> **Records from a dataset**
-- -- --

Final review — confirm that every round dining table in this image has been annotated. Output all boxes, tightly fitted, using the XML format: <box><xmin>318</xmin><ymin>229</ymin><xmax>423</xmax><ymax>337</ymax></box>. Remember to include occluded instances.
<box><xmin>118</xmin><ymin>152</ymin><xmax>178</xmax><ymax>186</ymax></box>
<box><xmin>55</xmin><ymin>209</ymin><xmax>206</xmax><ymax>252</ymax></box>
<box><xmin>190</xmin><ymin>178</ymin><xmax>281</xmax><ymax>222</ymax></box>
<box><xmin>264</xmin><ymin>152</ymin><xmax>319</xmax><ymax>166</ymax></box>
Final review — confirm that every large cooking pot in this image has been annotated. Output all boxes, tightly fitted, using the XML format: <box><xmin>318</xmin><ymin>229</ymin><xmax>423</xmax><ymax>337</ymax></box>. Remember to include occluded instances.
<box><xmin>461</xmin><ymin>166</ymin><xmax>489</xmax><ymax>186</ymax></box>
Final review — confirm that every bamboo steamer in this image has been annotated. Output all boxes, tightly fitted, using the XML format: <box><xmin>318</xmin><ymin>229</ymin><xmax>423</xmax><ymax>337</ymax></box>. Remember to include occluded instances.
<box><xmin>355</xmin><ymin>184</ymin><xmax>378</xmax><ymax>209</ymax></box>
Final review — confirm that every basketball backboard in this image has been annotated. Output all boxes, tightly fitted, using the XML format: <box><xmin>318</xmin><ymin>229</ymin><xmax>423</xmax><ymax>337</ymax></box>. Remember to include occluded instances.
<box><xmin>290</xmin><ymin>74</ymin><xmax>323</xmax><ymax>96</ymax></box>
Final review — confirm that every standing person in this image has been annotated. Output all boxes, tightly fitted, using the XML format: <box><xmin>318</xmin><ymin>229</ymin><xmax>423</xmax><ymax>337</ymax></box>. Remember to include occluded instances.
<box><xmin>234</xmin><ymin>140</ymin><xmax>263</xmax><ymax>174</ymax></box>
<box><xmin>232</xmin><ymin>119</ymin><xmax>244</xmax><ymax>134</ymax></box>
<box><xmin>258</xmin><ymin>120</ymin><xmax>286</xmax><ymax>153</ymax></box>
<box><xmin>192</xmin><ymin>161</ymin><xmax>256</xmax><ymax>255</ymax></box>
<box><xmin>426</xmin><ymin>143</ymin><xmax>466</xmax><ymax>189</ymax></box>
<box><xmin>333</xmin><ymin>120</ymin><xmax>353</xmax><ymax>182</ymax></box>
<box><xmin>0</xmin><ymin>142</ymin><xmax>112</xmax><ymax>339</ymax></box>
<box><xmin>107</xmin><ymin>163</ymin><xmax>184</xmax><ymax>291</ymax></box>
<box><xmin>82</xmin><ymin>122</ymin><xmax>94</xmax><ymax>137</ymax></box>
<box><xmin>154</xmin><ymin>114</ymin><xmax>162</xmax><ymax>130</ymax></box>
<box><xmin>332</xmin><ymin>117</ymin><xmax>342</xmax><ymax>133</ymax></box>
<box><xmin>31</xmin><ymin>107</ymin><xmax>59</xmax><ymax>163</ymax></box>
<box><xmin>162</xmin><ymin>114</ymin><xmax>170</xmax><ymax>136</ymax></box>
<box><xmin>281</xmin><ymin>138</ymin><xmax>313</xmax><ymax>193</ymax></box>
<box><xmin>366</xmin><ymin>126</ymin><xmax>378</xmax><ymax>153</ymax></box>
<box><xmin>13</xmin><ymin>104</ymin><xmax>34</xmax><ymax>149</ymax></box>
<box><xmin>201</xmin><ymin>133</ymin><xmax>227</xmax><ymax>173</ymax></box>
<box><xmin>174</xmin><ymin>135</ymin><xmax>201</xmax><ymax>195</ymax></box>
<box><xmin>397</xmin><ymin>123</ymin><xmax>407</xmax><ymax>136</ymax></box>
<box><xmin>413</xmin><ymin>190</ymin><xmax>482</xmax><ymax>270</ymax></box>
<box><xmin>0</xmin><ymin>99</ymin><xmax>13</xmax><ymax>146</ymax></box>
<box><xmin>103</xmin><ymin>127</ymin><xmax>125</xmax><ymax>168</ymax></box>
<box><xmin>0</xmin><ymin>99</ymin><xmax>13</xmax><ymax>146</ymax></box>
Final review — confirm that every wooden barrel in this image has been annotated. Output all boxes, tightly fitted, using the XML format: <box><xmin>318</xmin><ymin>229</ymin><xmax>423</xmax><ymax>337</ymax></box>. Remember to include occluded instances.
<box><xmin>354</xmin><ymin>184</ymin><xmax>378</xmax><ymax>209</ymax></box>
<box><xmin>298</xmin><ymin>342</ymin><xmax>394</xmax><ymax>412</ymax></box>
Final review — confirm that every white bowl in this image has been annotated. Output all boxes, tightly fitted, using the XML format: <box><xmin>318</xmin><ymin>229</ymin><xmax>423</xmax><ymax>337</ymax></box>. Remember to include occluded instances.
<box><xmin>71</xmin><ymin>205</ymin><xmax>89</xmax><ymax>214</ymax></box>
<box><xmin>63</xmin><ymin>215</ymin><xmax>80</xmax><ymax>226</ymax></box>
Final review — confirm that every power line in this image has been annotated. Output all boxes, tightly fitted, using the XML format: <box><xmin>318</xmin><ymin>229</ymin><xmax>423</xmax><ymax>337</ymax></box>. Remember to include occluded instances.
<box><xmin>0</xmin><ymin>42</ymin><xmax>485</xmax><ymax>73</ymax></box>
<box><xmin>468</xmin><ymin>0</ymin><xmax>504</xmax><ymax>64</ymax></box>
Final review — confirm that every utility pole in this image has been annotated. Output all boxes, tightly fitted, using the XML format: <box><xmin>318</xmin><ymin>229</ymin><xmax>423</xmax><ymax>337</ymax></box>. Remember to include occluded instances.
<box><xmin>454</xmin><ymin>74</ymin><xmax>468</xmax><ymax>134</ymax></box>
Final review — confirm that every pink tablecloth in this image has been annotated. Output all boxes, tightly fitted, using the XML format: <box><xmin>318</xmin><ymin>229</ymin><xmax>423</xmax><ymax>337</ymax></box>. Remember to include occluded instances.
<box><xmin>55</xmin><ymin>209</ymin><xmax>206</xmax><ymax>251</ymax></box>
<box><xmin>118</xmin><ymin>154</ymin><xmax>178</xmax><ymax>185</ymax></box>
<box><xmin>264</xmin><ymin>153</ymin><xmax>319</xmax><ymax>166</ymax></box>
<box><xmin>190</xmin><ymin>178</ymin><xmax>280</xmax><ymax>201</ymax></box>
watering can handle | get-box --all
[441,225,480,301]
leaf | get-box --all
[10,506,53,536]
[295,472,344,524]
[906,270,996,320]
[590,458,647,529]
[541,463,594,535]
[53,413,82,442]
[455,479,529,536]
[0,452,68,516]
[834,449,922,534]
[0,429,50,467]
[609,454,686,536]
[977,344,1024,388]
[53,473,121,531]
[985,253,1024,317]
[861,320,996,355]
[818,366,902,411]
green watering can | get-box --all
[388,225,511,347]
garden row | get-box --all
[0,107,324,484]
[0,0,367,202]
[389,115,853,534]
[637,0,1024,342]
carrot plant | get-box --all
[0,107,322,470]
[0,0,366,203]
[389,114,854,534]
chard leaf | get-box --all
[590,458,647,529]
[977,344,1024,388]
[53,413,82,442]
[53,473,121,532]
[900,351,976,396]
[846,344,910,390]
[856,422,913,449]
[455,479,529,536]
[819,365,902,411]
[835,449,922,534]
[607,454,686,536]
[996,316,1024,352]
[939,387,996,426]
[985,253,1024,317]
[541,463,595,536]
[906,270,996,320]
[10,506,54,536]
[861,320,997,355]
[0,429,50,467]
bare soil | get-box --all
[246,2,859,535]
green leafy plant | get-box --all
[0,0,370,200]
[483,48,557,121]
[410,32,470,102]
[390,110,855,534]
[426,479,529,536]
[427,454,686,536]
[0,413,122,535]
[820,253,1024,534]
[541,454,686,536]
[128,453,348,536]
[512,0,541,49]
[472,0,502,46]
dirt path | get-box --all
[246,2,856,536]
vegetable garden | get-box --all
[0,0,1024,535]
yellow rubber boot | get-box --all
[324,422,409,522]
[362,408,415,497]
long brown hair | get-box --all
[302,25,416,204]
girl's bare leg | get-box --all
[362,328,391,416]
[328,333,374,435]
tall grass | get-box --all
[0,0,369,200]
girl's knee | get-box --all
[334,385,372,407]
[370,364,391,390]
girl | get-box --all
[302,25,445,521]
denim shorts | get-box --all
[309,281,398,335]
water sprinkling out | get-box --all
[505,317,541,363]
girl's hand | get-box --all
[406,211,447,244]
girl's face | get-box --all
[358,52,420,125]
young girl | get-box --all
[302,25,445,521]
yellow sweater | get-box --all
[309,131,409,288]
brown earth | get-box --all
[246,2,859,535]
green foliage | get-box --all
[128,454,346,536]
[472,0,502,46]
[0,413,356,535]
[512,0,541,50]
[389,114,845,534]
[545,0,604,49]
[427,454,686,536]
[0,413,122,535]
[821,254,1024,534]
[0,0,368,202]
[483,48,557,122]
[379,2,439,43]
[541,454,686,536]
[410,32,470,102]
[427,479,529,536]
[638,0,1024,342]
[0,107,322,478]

-- -- --

> **Exercise task**
Rewrite the records from the line containing "vegetable garden | get-box --all" through the line containing "[0,0,369,200]", inclusive, replacing "rubber" with "rain" and keeping everything else the same.

> **Exercise output**
vegetable garden | get-box --all
[0,0,1024,535]
yellow rain boot | get-box --all
[324,422,409,522]
[362,408,415,497]
long brown hair | get-box --all
[302,25,416,204]
girl's bare leg | get-box --all
[362,328,391,416]
[328,333,374,435]
tall grass | get-box --all
[0,0,369,200]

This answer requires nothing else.